** Document passage **

===

The app to profile: ping
Let’s use a simple app. All it has is a ping URL, which
returns the timestamp[1] as
a JSON:
@route('/ping')
def ping():
return {"time":
datetime.datetime.utcnow().isoformat()}
You could use an alternative framework (CherryPy etc), put it behind uwsgi and so on. It is worth doing
all these combinations to see your impact in performance. Also, we suggest you
compare Cloud providers: Heroku, Beanstalk, GAE, etc.
Simulating many users: tsung
We are going to use tsung to simulate many simultaneous
users. Being implemented in Erlang, tsung is capable of simulating many
requests from a single machine. We are going to run the experiments with a time
limit of 20 minutes. We define various phases, each lasting one minute. Each
phase has a different probability of generating synthetic users (double the
previous). This is the relevant XML:
<load duration="20"
unit="minute"> <!-- try double of total time of all phases as a
cap. this forces the test to stop even if new users still have been generated
-->
<arrivalphase phase="1"
duration="60" unit="second"> <!-- pass -w 60 to tsung
to match the warm-up here -->
<users
interarrival="1" unit="second"></users>
</arrivalphase>
<arrivalphase phase="2"

===

** Information supplied **

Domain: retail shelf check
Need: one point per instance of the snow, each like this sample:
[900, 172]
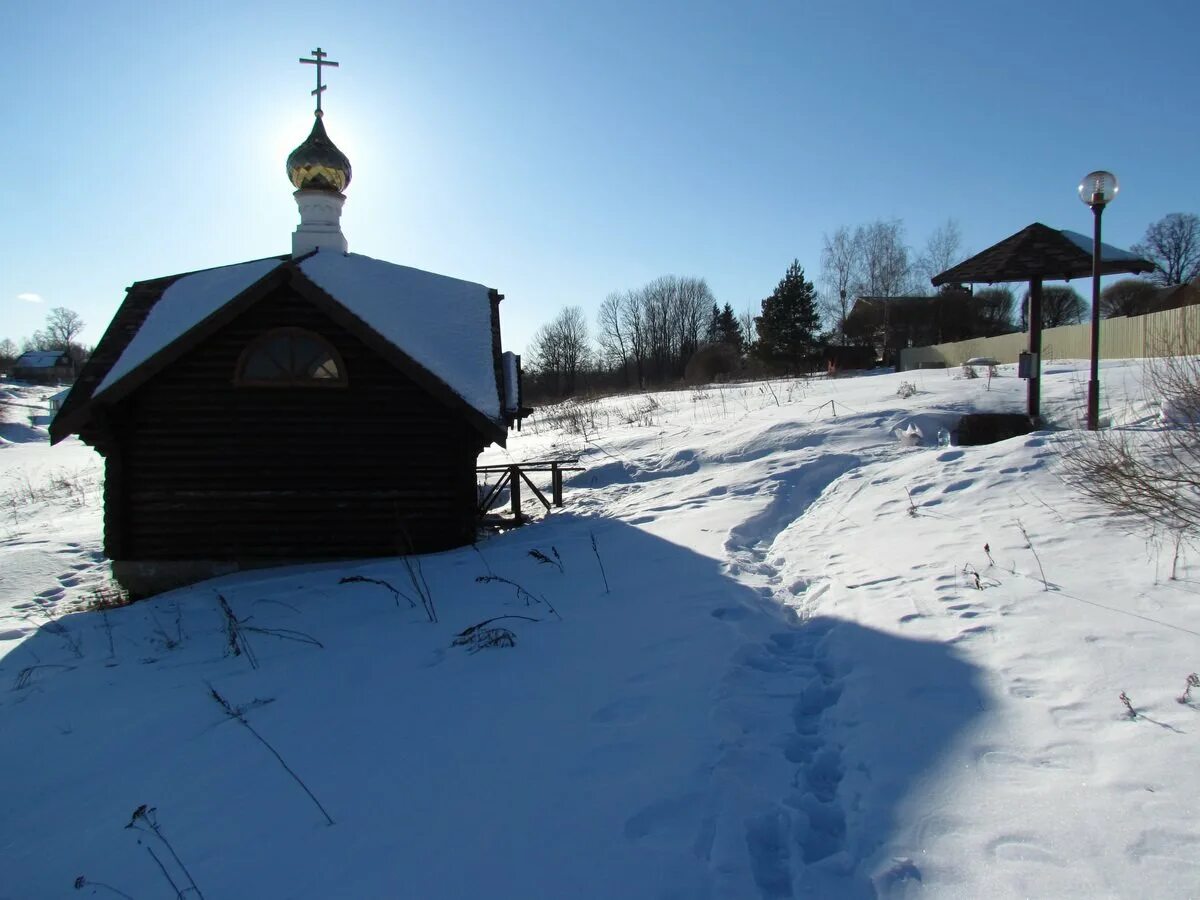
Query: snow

===

Write what comes next in the passage on load-testing a ping app with tsung, picking up right after its final line.

duration="1" unit="minute">
<users
interarrival="0.1" unit="second"></users> <!--
600 users total -->
</arrivalphase>
<arrivalphase phase="3"
duration="1" unit="minute">
<users
interarrival="0.05" unit="second"></users> <!--
1200 + 600 users total -->
</arrivalphase>
<arrivalphase phase="4"
duration="1" unit="minute">
<users
interarrival="0.025" unit="second"></users>
<!-- 2400 + 1200 + 600 users total -->
</arrivalphase>
<arrivalphase phase="5"
duration="1" unit="minute">
<users
interarrival="0.0125" unit="second"></users>
<!-- 4800 + 2400 + 1200 + 600 users
total -->
</arrivalphase>
<arrivalphase phase="6"
duration="1" unit="minute">
<users
interarrival="0.00625" unit="second"></users>
<!-- 9600 + 4800 + 2400 + 1200 + 600
users total -->
</arrivalphase>
<arrivalphase phase="7"
duration="1" unit="minute">
<users
interarrival="0.003125" unit="second"></users>
<!-- 19200 + 9600 + 4800 + 2400 +
1200 + 600 users total -->
</arrivalphase>
<arrivalphase phase="8"
duration="1" unit="minute">
<users
interarrival="0.0015625" unit="second"></users>
<!-- 38400 + 19200 + 9600 + 4800 +
2400 + 1200 + 600 users total -->
</arrivalphase>
<arrivalphase phase="9"
duration="1" unit="minute">
<users
interarrival="0.00078125" unit="second"></users>
<!-- 76800 + 38400 + 19200 + 9600 + 4800 +
2400 + 1200 + 600 = 153K users total / will be truncated by
maxusers -->
</arrivalphase>
</load>
New Relic Results
If you are running a New Relic version prior to 2013-02-22,
you might see results like this:
This would probably make you quite happy with the
performance of your web app (in Python) in this case, having response times
below 1 millisecond.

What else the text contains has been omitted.